In thus stressing the role of armaments, such pronouncements were overstatements in that they ignored the more direct roles that Europe's leaders played in bringing the war about. (see Appendix C, MAPW Submission for 'Defence Review 2000). That aside, such statements make the point that even the leading actors could admit the destabilising effects of arms build-ups, the fact that they were a very potent factor in the war's causation. But it was left to others, like eminent British historian G.P.Gooch to see the effect of the prior excessive arms build-up in its proper context. As he emphasised, "The Old World had degenerated into a powder magazine, in which the dropping of a lighted match, whether by accident or design, was almost certain to produce a conflagration......It is a mistake to imagine that the conflict of 1914 took Europe unawares, for the statesmen and soldiers had been expecting it and preparing for it for many years." (GG2, 559; see also 3B,(b), (c))

(a) The Versailles Treaty and its League Covenant

League of Nations
The widespread realisation that the gross overproduction of arms throughout Europe had not only been significant in triggering the war, but a critical factor in amplifying its destructive effects, soon brought the public at large to see the absolute necessity of universal arms limitation. Of course the victor powers were already determined on German disarmament. But responding to the intense public feeling, they incorporated provisions for the generalised limitation of armaments in both the Versailles Treaty and the League of Nations Covenant, - itself an integral and binding part of the Versailles Treaty. These documents made the international obligation very clear. Article 8 of the League Covenant begins "The Members of the League recognise that the maintenance of peace requires the reduction of national armaments to the lowest point consistent with national safety and the enforcement by common action of international obligations." (N-B1, 512) And Part V of the Versailles Treaty is equally unequivocal. It specifies the drastic disarmament of Germany and its allies, and in a Preamble makes clear the context, its ultimate purpose, stating that: "In order to render possible the initiation of a general limitation of the armaments of all nations, Germany (Austria-Hungary, etc.) undertakes strictly to observe the Military, Naval and Air Clauses which follow." (LG, 602-3)

(Pointing dataset excerpts)

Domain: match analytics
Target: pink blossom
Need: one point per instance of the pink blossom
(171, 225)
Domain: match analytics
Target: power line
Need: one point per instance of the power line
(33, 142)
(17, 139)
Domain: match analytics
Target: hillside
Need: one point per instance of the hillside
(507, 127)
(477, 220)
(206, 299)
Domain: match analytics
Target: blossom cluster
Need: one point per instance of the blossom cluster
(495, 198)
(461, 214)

Requirements:
1. In the arms-limitation excerpt, why did the victor powers write provisions for the general limitation of armaments into the Versailles Treaty and the League Covenant? Answer in one to three sentences.
2. Carry the arms-limitation excerpt forward from its final sentence.
These lines have no connection to the arms-limitation excerpt.

Replies:
1. They were responding to intense public feeling. The public had come to see universal arms limitation as absolutely necessary once it was widely realized that the gross overproduction of arms in Europe had helped trigger the war and had greatly amplified its destructive effects.

2.
The Germans protested against what they feared could end up as their selective disarmament, but the above terms were clearly spelt out and amplified. As Lloyd George recorded, "The reply given by the Council of Four to the German protest constitutes a fundamental part of the Treaty of Versailles" - which reply he then quotes as - "The Allied and Associated Powers have already pointed out to the German Delegates that the Covenant of the League of Nations provides for 'the reduction of national armaments to the lowest point consistent with national safety and the enforcement by common action of international obligations'. They recognise that the acceptance by Germany of the terms laid down for her own disarmament will facilitate and hasten the accomplishment of a general reduction of armaments; and they intend to open negotiations immediately with a view to the eventual adoption of a scheme for such general reduction." (LG, 602) It has to be stressed, however, that the stated aim was never total disarmament. No nation was to be left completely defenceless. All would be allowed sufficient arms to defend themselves - yet none should be allowed arms levels sufficient for offence. Thus even the defeated Germany was permitted a full-time non-conscripted army of 100,000, plus armaments of limited type and quantity - sufficient for its defence - plus a small navy (no vessel over 10,000 tons) but of course, no submarines and no military aircraft. Certainly, such a force was marginal, but as Lloyd George emphasised: "It was clear that the cutting down of the greatest army in Europe to a barely adequate police force of 100,000, imposed the duty upon the Allies as an obligation of honour to set up machinery in the Treaty for reducing the enormous armies then at the disposal of other Powers to a minimum calculated on the same principle." (LG, 601) So there it was, set down in solemn Treaty form. There would be severe arms limitation imposed on Germany, but that was to be but the vital first step on the road to general, world-wide arms limitation, one essential factor for the prevention of further war.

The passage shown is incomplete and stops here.